## How to complete this task
Print the data again, exactly.

## Collection entries
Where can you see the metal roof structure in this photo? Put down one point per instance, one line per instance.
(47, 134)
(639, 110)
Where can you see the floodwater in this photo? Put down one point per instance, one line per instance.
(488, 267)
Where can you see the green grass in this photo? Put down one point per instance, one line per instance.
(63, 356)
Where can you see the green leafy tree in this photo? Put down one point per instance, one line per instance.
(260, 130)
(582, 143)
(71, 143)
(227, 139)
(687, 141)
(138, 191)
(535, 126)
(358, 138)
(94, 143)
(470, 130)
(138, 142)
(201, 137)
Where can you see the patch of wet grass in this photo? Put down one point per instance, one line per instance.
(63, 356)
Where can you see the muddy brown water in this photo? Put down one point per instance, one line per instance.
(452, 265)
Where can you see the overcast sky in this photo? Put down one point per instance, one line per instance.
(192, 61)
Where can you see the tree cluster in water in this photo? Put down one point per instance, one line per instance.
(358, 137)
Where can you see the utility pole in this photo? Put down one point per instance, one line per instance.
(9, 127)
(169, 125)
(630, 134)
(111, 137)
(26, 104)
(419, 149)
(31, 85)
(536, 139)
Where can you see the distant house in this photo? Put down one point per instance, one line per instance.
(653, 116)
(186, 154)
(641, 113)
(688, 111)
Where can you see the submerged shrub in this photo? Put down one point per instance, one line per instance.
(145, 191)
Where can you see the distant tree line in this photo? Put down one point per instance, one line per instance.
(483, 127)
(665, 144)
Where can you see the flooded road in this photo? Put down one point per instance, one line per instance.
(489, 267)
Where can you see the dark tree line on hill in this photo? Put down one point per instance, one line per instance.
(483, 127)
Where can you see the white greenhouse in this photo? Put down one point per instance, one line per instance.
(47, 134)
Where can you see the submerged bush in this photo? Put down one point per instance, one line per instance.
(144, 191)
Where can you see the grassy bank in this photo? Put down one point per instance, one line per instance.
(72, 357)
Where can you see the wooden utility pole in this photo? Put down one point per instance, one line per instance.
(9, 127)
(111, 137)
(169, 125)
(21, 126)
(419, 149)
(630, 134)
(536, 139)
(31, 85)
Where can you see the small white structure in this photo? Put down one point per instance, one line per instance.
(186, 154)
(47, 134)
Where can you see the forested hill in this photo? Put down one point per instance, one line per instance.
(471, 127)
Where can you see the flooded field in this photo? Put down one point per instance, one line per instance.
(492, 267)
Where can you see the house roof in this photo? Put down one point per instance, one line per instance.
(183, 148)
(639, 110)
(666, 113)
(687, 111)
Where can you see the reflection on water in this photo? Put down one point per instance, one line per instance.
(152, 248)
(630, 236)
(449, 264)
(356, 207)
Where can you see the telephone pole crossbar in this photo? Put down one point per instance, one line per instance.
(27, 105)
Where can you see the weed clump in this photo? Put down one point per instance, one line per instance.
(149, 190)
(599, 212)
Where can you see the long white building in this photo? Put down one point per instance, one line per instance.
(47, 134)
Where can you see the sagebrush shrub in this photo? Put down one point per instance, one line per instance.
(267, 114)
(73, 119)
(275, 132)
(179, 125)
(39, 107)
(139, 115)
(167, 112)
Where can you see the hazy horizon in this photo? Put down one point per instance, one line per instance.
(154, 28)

## Solution to the problem
Where can you see the metal roof structure in this photo? Put down one point per instance, one line per instance.
(47, 134)
(639, 110)
Where can you see the floodwater in this photo? Put down one point per instance, one line per instance.
(488, 267)
Where can you see the green grass in this photo? Put down one point per instance, one line per instance.
(63, 356)
Where can you see the green leafy tree in this photo? Put down one point per instance, one line per instance.
(260, 130)
(582, 143)
(71, 143)
(227, 139)
(687, 141)
(138, 191)
(535, 126)
(358, 138)
(94, 143)
(470, 130)
(138, 142)
(201, 137)
Where can you see the patch of wet grass in this photo? Put down one point per instance, one line per instance.
(63, 356)
Where can you see the muddy brown water in this photo? Put down one point per instance, one line per instance.
(452, 265)
Where can you see the overcast sky in this photo? Put down one point per instance, one line per instance.
(192, 61)
Where can you see the tree cluster in water in this photo? Put down one point per instance, one line per instance.
(358, 137)
Where can you see the utility pole in this photo? Put down one point per instance, one line per instance.
(9, 127)
(169, 125)
(630, 134)
(111, 137)
(26, 104)
(419, 149)
(31, 85)
(536, 139)
Where can you see the distant house in this photo? Put down one point per instance, one line per instance.
(653, 116)
(186, 154)
(641, 113)
(688, 111)
Where can you see the submerged shrub in this photo? Put down one point per instance, one line per instance.
(145, 191)
Where can you see the distant tree line in this photo? Put down one point per instance, one line per instance.
(483, 127)
(665, 144)
Where can you see the flooded road in this photo? Put down one point per instance, one line per instance.
(489, 267)
Where can you see the dark tree line on hill in this photo? Put down one point per instance, one line per instance.
(483, 127)
Where can you see the white greenhouse in this photo? Put down one point per instance, one line per instance.
(47, 134)
Where can you see the submerged bush in this photo? Put down one point per instance, one line per instance.
(144, 191)
Where can you see the grassy bank in this photo? Put down one point per instance, one line per instance.
(72, 357)
Where can you see the wooden utility pole in this photo? Put down one point per instance, one line per instance.
(9, 127)
(111, 137)
(169, 125)
(21, 126)
(419, 149)
(630, 134)
(536, 139)
(31, 85)
Where can you see the small white structure in this photo? Put down one point per instance, one line per instance.
(186, 154)
(47, 134)
Where can you see the forested hill in this photo? Put down one point per instance, one line per instance.
(471, 127)
Where can you see the flooded field in this photo? Put down one point per instance, one line per instance.
(492, 267)
Where can you see the house roof in this photo? Put down one point per instance, one line per instance.
(183, 148)
(639, 110)
(666, 113)
(687, 111)
Where can you see the reflection on water in this photo? Put down one point per instance, one line per instance.
(152, 248)
(630, 236)
(449, 264)
(356, 207)
Where can you see the telephone pole crossbar in this photo? Put down one point per instance, one line per instance.
(27, 105)
Where can you see the weed clump in this photo? Put down one point per instance, one line per instance.
(149, 190)
(599, 212)
Where can you see the long white building in this photo? Put down one point per instance, one line per instance.
(47, 134)
Where can you see the sagebrush shrub in this photo? Put down one point per instance, one line per instance.
(267, 114)
(73, 119)
(275, 132)
(179, 125)
(39, 107)
(139, 115)
(167, 112)
Where can you see the hazy horizon in this photo? Put down one point per instance, one line per instance.
(154, 28)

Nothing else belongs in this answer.